» TASK PROMPT: Copy out the passage on early childhood self-stimulation word for word, in full.
--- TEXT UNDER STUDY Enclosed Below ---
People can’t understand how I managed to become sexually active at such a tender age. I think that part of their amazement is based on a misunderstanding of what was actually happening at that time. They’re looking at this form of early sexual stimulation in adult terms, whereas what was taking place was something that does not fit into the adult definition of sexual gratification. 4

My initial attempts at masturbation were purely physical acts that resulted in my feeling physical pleasure. To the best of my recollection, when I began doing this, my actions were not brought about, or accompanied by, any type of sexual thoughts or fantasies. At the age of seven, for example, I did not lie in bed at night picturing a child whom I found physically attractive and then gratify myself by means of masturbation. Initially, my fantasies were totally nonsexual; and initially, my “playing with myself” was solely a separate physical act. 5

When I sat back and really thought about Alan's words, I began to see how true it could be. And then I started to do some research and discovered that there are numerous studies that have been done on early childhood maladaptive coping mechanisms and how they're developed during adverse childhood experiences (want to know more about this? Stay tuned, I have a post coming soon dedicated to the topic!).
--- End of Enclosed TEXT UNDER STUDY ---
--- RECORDED INFORMATION Enclosed Below ---
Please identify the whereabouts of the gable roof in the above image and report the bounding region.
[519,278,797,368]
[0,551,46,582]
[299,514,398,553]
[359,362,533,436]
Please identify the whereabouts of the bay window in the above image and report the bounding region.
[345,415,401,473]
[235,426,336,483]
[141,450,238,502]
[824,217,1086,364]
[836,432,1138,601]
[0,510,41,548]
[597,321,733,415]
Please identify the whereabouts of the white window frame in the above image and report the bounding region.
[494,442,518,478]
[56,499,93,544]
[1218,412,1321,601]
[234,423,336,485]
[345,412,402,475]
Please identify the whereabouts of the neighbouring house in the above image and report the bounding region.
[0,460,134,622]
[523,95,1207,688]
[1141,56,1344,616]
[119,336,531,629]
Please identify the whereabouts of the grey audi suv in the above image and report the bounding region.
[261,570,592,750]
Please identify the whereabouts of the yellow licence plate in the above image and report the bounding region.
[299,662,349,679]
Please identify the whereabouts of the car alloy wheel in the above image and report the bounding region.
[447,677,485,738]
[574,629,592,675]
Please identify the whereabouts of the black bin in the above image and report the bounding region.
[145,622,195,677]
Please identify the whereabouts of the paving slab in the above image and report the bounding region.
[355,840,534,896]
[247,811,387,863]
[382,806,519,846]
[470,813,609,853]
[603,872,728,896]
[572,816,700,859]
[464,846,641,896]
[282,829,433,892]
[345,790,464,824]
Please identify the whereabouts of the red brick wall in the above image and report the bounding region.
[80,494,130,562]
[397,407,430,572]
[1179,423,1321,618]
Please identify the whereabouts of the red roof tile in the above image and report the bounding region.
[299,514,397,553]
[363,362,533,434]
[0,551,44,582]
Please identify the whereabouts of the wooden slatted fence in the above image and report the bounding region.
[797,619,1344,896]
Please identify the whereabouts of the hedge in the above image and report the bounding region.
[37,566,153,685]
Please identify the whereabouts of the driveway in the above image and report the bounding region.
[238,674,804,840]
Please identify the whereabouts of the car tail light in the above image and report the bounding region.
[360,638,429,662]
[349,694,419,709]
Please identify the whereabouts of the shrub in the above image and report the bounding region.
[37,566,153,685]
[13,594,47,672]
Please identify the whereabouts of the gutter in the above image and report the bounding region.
--- End of Enclosed RECORDED INFORMATION ---
» EXPECTED ANSWER:
People can’t understand how I managed to become sexually active at such a tender age. I think that part of their amazement is based on a misunderstanding of what was actually happening at that time. They’re looking at this form of early sexual stimulation in adult terms, whereas what was taking place was something that does not fit into the adult definition of sexual gratification. 4

My initial attempts at masturbation were purely physical acts that resulted in my feeling physical pleasure. To the best of my recollection, when I began doing this, my actions were not brought about, or accompanied by, any type of sexual thoughts or fantasies. At the age of seven, for example, I did not lie in bed at night picturing a child whom I found physically attractive and then gratify myself by means of masturbation. Initially, my fantasies were totally nonsexual; and initially, my “playing with myself” was solely a separate physical act. 5

When I sat back and really thought about Alan's words, I began to see how true it could be. And then I started to do some research and discovered that there are numerous studies that have been done on early childhood maladaptive coping mechanisms and how they're developed during adverse childhood experiences (want to know more about this? Stay tuned, I have a post coming soon dedicated to the topic!).